Task requirements
Look for the word "background" in the entries below, then copy every line that has it.

Materials provided

- - - - - - -

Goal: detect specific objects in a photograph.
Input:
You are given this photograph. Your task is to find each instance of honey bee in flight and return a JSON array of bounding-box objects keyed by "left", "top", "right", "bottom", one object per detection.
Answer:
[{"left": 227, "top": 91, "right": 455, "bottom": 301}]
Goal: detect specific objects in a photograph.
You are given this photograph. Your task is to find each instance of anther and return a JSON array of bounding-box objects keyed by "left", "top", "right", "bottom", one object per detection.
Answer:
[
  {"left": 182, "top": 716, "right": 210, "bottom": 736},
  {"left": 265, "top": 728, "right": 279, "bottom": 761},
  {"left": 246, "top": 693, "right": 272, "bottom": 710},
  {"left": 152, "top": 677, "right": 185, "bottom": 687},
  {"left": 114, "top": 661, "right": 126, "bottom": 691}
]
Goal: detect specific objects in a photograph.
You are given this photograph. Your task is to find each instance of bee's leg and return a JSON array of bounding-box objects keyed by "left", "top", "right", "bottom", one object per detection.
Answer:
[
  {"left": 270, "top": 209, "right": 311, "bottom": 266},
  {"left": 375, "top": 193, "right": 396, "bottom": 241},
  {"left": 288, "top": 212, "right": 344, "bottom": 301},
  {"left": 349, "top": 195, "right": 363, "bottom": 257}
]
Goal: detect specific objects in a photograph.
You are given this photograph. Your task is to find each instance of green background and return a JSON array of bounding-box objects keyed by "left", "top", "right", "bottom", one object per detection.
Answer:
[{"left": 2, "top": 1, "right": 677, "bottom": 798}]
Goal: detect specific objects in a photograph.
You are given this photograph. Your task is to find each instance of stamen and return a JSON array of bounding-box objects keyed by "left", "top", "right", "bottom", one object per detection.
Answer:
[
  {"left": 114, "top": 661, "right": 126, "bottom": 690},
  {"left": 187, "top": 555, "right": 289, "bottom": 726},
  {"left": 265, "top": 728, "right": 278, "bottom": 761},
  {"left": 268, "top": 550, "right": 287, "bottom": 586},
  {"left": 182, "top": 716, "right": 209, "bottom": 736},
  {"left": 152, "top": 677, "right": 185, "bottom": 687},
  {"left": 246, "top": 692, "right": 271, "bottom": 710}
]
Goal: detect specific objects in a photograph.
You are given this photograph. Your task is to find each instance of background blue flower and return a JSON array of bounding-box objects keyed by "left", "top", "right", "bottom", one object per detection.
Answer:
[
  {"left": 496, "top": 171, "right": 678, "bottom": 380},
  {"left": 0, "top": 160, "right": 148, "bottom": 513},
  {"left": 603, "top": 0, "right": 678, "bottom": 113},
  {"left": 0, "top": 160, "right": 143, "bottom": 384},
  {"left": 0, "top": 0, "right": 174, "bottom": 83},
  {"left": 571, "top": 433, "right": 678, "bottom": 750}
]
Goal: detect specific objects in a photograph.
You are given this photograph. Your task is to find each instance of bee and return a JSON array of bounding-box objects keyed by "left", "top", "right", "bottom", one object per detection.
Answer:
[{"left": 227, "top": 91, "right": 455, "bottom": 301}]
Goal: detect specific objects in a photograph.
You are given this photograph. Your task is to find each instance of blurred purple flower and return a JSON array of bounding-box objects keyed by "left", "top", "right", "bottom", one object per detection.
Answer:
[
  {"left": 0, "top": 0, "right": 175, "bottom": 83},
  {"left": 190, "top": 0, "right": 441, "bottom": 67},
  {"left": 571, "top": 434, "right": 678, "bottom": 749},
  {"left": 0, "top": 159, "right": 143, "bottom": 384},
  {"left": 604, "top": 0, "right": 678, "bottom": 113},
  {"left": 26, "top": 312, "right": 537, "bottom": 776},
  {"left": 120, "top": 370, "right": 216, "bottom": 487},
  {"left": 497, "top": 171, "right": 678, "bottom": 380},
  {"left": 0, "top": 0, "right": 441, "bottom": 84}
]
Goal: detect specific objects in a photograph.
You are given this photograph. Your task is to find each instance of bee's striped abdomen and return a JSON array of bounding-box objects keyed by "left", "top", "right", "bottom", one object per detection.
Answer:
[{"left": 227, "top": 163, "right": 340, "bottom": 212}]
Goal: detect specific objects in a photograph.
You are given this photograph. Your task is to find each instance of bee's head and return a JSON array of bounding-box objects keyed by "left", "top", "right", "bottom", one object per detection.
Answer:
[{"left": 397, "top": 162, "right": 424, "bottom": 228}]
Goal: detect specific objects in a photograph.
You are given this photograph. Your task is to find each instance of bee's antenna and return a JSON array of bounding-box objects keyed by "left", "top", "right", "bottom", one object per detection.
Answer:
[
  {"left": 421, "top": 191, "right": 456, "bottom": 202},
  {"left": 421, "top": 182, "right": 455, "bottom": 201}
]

- - - - - - -

Solution to this exercise
You are given this photograph. Your task is to find each instance of green background and return a JSON array of bounding-box objects keyed by "left", "top", "right", "bottom", one object per detection.
You are given this photograph. Your task is to find each instance of background blue flower and return a JSON array of bounding-box objects keyed by "left", "top", "right", "bottom", one object per detection.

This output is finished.